As sondagens (por agora) apontam-na como a única capaz de derrotar Benjamin Netanyahu, do Likud, o favorito para as legislativas, sem data. Esta popularidade está a irritar os rivais: Shaul Mofaz (general e ministro dos Transportes), Avi Ditcher (ex-chefe do Shin Bet e ministro da Segurança Interna), membros do seu partido centrista, Kadima; Ehud Barak (outro general), líder do Labour. Insinuam que ela “não é suficientemente homem” para suceder a Olmert.

A direita, por seu turno, sua antiga família política, acusa Livni de ter “traído” a memória dos pais, defuntos combatentes da resistência judaica, ao aceitar uma solução de dois Estados para o conflito com os palestinianos.

Como explicar a campanha que está em marcha para desacreditar a filha de Eitan Livni e Sara Rosenberg? Afinal, ela tem todas as credenciais para seguir os passos de Golda Meir, que foi primeira-ministra aos 70 anos, de 1969 a 1974, desafiando o machismo da sociedade bem evidente na célebre frase do “pai da nação”, David Ben-Gurion: “Ela é o único homem do meu Governo.”
────────
Tarefa A:
Responda, com base no texto sobre Livni:
(i) De que partido é líder Ehud Barak?
(ii) De que acusa a direita Livni, e por que motivo?
(iii) Durante que anos foi Golda Meir primeira-ministra?

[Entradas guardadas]
────────
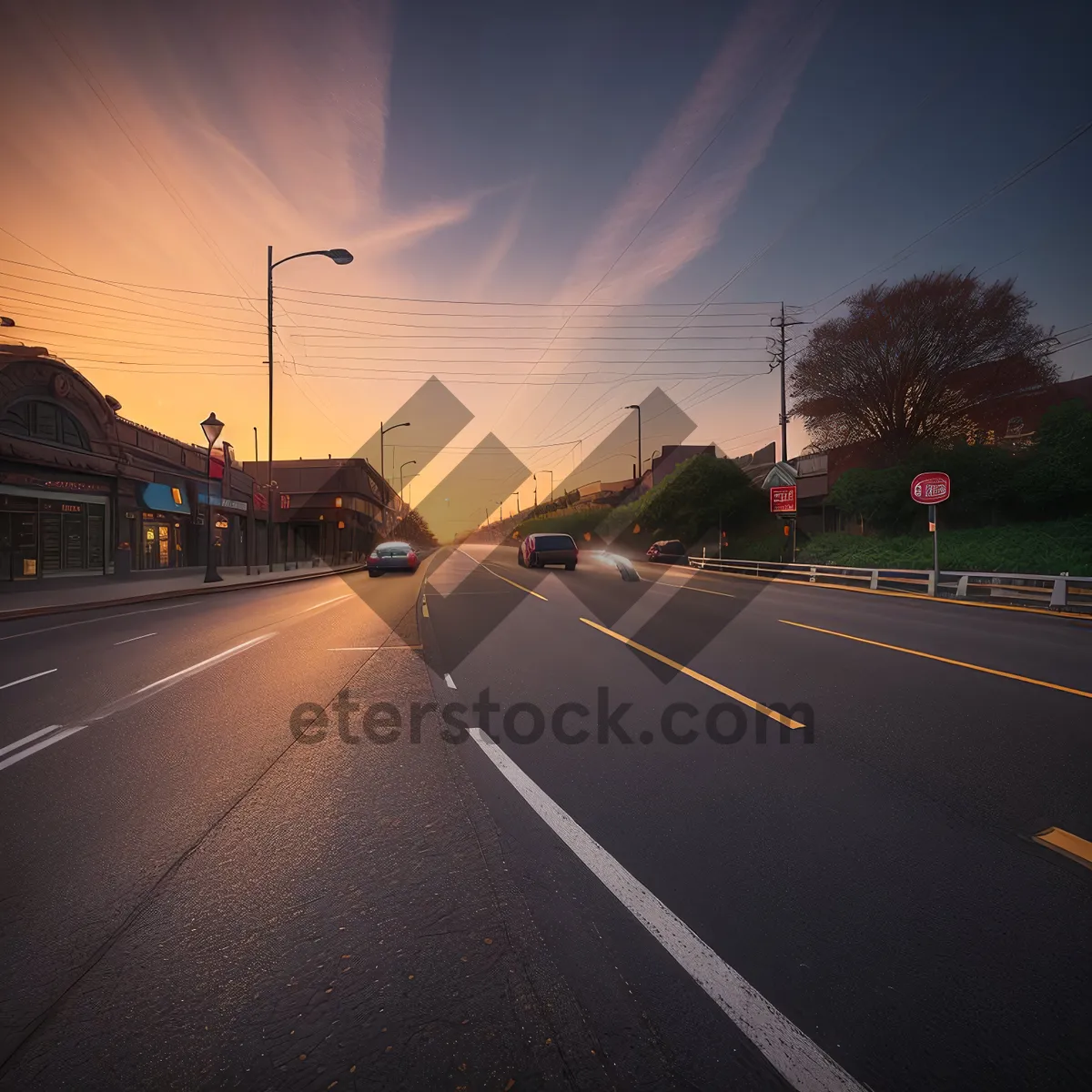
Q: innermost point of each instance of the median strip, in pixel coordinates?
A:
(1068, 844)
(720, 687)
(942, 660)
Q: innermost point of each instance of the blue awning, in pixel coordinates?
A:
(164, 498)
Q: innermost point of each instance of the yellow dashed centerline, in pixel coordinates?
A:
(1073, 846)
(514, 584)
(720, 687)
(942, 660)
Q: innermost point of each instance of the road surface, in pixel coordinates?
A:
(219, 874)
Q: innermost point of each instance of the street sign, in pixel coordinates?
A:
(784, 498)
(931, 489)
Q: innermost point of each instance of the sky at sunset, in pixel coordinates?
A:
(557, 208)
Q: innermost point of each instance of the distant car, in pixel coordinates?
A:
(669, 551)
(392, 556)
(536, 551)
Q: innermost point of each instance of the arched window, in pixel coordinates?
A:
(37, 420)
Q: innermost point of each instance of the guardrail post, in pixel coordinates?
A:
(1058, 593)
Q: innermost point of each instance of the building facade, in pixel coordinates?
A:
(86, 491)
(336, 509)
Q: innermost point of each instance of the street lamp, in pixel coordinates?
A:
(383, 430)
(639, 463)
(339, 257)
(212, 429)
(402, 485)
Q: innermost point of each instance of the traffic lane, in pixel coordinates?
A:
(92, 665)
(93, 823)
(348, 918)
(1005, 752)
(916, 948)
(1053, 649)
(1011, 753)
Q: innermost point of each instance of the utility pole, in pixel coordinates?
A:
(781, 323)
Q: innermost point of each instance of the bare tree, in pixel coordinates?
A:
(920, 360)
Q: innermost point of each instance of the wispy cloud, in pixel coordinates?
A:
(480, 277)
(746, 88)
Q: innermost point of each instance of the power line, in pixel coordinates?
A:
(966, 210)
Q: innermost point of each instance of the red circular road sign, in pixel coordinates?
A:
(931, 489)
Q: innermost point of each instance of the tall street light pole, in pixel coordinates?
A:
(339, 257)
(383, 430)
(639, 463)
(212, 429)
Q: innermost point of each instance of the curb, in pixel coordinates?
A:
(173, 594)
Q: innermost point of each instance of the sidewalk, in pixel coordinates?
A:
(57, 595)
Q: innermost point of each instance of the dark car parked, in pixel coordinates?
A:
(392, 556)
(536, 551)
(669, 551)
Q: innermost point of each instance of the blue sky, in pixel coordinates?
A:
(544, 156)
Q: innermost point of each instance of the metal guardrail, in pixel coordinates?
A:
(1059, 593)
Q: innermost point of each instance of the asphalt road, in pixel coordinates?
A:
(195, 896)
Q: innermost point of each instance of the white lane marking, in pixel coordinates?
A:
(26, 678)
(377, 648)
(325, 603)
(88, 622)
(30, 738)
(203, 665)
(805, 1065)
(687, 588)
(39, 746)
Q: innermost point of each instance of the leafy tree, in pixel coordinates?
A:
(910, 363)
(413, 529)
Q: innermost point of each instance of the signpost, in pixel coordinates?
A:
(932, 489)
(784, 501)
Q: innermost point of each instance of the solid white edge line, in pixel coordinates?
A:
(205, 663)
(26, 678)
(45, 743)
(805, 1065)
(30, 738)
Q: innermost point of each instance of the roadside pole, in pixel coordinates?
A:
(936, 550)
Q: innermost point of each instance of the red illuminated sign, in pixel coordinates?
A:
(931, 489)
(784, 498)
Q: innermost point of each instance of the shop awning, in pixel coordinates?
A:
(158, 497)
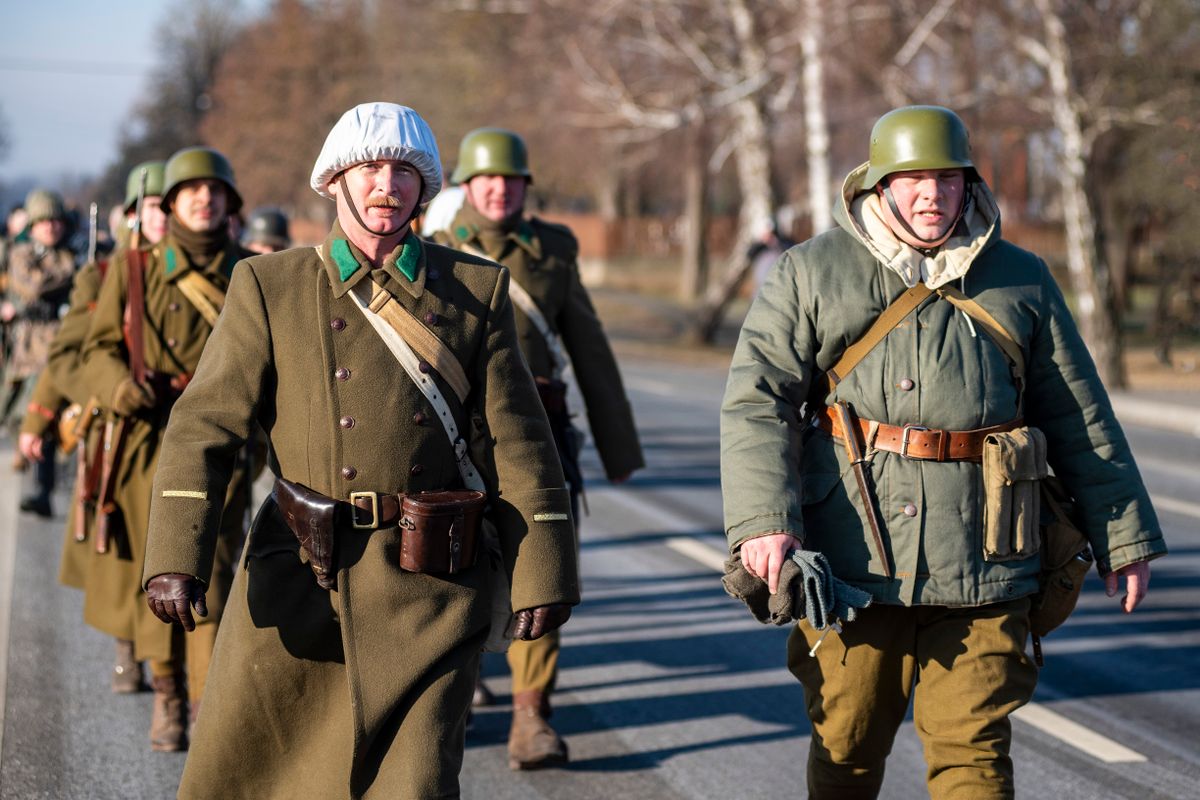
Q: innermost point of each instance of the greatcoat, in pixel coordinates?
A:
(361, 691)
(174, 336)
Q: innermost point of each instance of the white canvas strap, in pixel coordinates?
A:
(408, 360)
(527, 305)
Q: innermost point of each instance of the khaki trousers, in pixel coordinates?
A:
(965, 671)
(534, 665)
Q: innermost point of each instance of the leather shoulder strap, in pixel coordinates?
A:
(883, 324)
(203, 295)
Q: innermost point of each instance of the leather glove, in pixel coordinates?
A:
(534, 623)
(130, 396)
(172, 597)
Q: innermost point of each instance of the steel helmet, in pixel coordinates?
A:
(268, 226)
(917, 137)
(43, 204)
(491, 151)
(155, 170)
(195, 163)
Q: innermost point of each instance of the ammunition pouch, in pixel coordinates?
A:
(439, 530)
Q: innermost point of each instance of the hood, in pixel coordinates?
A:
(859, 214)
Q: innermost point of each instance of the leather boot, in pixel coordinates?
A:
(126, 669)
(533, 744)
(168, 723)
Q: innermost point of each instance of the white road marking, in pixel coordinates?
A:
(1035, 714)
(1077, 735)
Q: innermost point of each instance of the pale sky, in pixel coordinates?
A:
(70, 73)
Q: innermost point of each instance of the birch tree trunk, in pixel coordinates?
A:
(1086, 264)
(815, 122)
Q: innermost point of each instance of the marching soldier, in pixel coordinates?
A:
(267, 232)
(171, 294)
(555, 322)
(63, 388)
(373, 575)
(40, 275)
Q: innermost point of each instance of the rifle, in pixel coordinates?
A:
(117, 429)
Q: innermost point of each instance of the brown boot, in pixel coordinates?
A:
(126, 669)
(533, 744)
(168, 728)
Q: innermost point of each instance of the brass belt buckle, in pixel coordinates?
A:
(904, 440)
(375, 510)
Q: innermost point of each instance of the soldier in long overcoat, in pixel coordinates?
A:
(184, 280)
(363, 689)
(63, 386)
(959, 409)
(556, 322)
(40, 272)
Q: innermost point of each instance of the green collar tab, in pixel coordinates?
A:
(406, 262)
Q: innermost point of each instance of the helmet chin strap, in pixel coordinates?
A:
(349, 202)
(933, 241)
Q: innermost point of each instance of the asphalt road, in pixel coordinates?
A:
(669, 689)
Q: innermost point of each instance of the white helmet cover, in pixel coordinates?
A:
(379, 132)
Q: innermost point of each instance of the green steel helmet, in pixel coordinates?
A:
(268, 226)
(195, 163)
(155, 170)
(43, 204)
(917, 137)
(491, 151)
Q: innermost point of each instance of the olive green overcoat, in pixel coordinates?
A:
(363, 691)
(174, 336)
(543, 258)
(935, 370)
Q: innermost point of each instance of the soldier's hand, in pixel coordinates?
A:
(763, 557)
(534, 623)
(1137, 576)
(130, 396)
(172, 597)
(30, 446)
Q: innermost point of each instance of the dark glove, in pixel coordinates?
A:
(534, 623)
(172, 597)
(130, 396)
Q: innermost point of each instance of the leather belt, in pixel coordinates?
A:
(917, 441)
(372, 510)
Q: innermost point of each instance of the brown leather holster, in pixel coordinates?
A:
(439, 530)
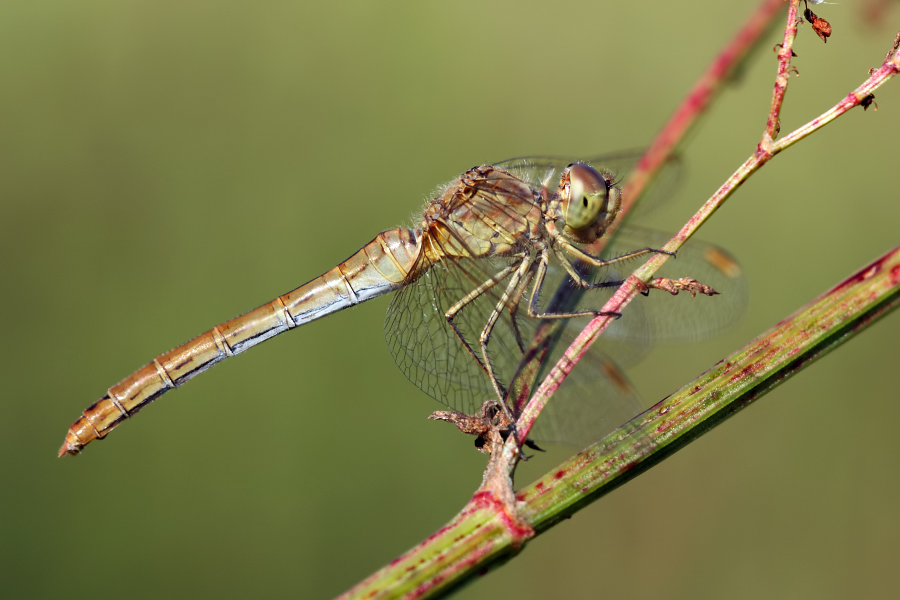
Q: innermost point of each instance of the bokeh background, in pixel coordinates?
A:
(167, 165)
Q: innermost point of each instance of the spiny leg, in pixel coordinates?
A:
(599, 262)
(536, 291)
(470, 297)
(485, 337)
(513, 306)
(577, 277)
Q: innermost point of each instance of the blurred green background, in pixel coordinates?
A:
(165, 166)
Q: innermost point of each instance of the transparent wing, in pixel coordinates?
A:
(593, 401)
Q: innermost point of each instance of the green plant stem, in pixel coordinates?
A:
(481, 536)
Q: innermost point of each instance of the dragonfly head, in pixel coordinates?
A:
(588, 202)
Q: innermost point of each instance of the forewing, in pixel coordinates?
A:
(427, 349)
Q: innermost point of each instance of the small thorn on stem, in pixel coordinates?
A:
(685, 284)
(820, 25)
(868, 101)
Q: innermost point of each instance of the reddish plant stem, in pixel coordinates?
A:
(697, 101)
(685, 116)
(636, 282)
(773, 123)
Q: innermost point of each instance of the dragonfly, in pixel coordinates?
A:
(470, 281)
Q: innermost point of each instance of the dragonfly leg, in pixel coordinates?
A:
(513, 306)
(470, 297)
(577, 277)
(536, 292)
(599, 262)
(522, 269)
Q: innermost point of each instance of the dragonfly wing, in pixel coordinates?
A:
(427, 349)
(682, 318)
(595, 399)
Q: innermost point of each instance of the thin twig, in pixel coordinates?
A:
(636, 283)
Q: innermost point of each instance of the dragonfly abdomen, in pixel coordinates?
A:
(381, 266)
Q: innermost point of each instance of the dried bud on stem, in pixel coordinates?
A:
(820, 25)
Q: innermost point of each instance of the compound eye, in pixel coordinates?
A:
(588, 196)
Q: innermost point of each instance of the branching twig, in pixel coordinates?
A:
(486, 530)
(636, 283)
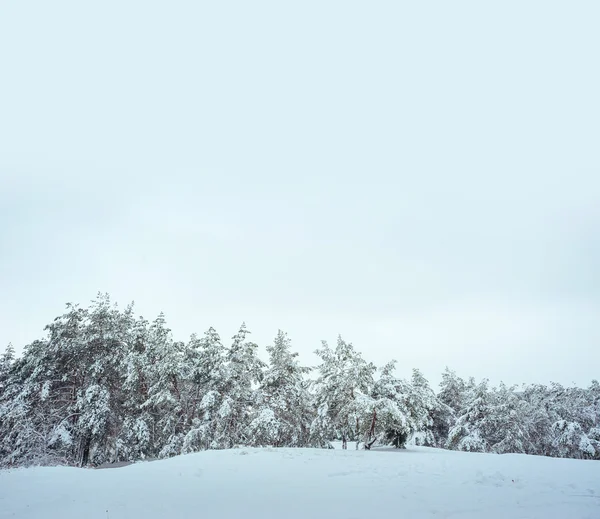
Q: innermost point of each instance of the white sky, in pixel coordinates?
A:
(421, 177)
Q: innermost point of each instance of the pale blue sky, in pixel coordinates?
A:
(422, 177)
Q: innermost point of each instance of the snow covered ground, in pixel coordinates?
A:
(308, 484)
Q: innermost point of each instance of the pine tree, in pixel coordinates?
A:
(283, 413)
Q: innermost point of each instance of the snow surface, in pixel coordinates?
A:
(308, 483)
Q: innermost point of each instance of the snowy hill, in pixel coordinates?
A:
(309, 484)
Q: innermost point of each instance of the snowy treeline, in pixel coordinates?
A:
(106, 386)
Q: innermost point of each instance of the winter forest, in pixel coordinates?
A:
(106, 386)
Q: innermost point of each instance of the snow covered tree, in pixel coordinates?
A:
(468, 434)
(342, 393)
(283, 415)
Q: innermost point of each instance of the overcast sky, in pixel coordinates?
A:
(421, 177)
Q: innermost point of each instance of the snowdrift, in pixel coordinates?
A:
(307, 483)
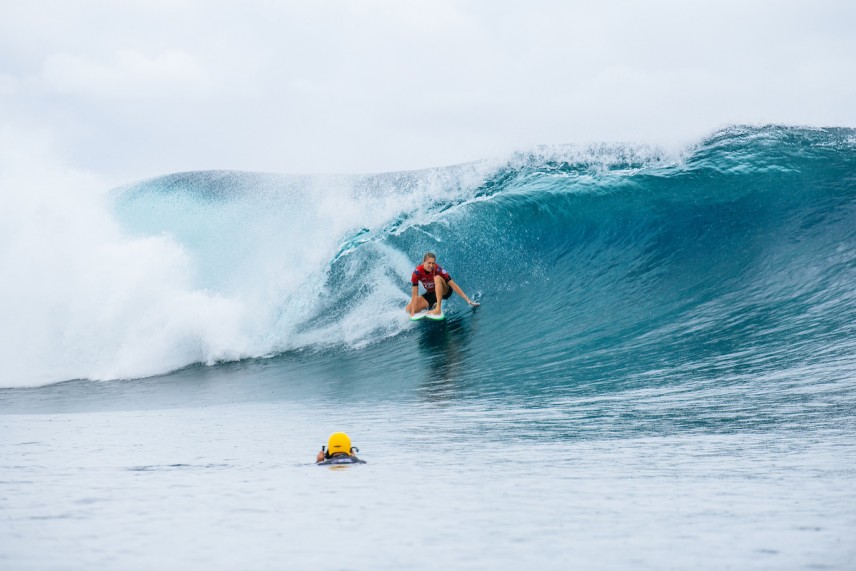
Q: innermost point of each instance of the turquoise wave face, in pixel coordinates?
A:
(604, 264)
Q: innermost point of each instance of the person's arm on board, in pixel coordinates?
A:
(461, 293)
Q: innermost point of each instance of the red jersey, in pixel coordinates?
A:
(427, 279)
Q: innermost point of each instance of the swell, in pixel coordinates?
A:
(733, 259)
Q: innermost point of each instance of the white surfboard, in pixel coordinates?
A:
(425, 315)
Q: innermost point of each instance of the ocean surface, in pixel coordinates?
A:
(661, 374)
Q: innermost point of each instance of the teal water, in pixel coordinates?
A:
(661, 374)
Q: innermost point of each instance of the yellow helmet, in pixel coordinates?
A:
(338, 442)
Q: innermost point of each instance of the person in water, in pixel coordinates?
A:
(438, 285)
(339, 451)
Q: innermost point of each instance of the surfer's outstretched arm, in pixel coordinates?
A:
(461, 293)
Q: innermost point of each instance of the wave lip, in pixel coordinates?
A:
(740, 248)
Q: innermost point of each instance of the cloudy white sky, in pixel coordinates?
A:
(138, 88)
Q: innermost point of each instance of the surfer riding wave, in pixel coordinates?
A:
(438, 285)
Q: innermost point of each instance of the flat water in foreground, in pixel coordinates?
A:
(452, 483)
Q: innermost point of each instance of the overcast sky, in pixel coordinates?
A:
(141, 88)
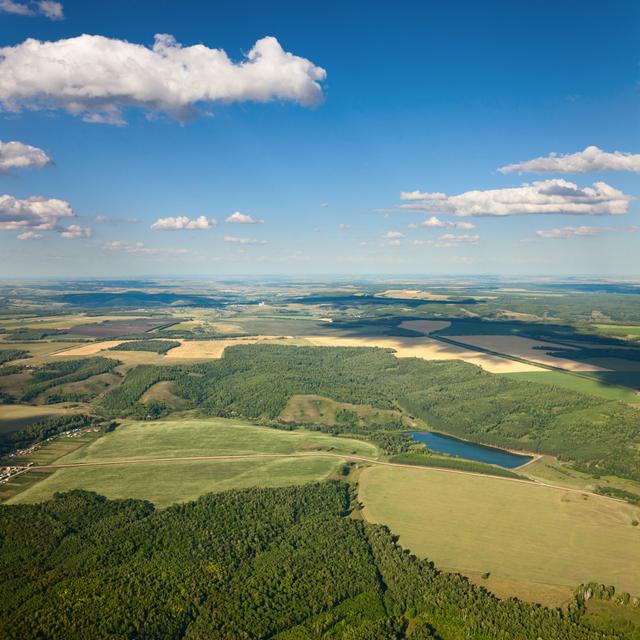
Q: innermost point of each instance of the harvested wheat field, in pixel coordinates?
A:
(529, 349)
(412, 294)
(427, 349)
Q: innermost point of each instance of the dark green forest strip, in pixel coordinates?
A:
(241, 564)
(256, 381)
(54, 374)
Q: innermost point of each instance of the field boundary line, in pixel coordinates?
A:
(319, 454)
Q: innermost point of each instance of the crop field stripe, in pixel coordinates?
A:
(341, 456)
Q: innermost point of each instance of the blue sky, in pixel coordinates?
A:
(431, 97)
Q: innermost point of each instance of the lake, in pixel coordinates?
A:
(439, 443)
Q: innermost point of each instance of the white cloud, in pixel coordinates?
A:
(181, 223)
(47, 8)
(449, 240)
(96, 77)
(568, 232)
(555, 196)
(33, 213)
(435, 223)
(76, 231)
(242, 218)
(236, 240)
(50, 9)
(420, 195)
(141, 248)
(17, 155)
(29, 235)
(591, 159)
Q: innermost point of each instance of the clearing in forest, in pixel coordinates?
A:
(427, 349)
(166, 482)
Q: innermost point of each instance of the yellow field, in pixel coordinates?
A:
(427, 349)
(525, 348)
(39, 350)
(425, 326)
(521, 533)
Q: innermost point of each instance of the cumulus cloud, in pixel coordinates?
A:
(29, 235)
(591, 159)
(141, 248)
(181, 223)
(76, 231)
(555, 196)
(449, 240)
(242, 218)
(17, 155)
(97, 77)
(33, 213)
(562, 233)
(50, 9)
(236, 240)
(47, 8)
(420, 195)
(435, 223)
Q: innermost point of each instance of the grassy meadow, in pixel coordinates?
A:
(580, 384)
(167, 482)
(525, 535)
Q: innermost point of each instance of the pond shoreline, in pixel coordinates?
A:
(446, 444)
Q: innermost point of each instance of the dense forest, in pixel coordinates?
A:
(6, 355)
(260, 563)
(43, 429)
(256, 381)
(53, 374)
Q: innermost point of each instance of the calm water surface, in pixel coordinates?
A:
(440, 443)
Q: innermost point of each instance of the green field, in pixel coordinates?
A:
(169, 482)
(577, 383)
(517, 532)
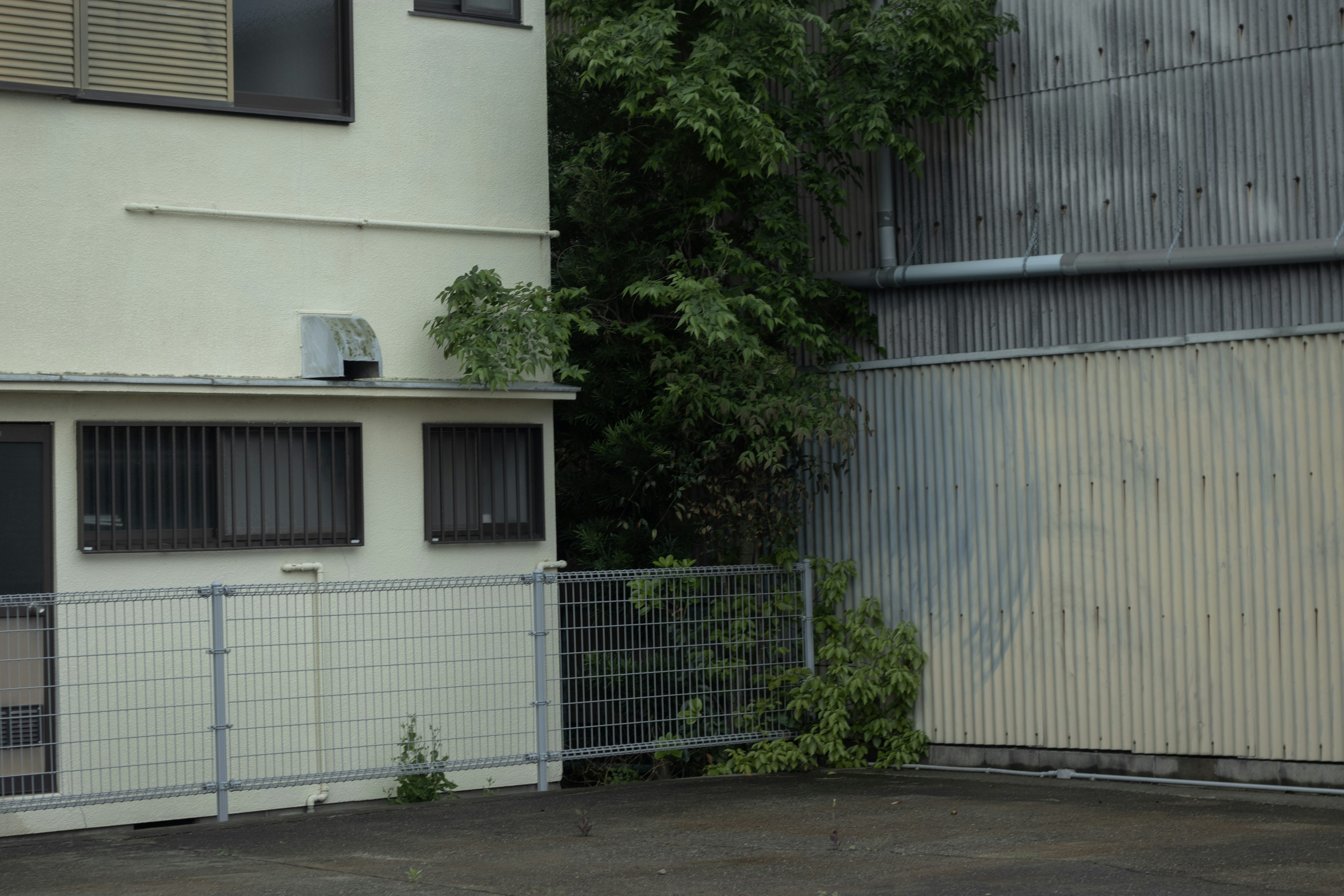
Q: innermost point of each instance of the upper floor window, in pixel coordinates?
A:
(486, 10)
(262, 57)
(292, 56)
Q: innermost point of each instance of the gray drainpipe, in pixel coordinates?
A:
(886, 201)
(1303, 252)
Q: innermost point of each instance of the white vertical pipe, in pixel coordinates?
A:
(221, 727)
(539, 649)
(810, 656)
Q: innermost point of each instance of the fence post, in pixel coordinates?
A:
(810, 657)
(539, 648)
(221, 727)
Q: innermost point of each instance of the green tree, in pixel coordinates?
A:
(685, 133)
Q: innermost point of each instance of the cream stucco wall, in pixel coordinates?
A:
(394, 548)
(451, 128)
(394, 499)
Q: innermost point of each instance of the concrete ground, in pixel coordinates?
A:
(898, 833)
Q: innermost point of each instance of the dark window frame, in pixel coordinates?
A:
────────
Tarefa B: Reproduza o trecho dos registos desde o início até à linha que contém "(1058, 593)", ambas as extremidades incluídas. Omita as imagens.

Resposta esperada A:
(i) Do Labour.
(ii) De ter "traído" a memória dos pais, defuntos combatentes da resistência judaica, ao aceitar uma solução de dois Estados para o conflito com os palestinianos.
(iii) De 1969 a 1974.

Resposta esperada B:
Q: innermost point of each instance of the median strip, in pixel coordinates?
A:
(1068, 844)
(720, 687)
(942, 660)
Q: innermost point of each instance of the blue awning, in pixel coordinates?
A:
(164, 498)
Q: innermost point of each instance of the yellow dashed centerline, in pixel coordinates?
A:
(1073, 846)
(514, 584)
(720, 687)
(942, 660)
Q: innermost point of each instance of the road surface, in pixel coordinates?
A:
(219, 874)
Q: innermost point of each instance of the street sign, in pixel coordinates?
A:
(784, 498)
(931, 489)
Q: innermost point of each instance of the sky at sunset, in pixel coordinates?
A:
(557, 208)
Q: innermost point of each instance of the distant car, in pixel coordinates?
A:
(669, 551)
(392, 556)
(536, 551)
Q: innermost point of each instance of the arched window, in pixel coordinates?
A:
(37, 420)
Q: innermost point of each instance of the guardrail post, in pixel coordinates?
A:
(1058, 593)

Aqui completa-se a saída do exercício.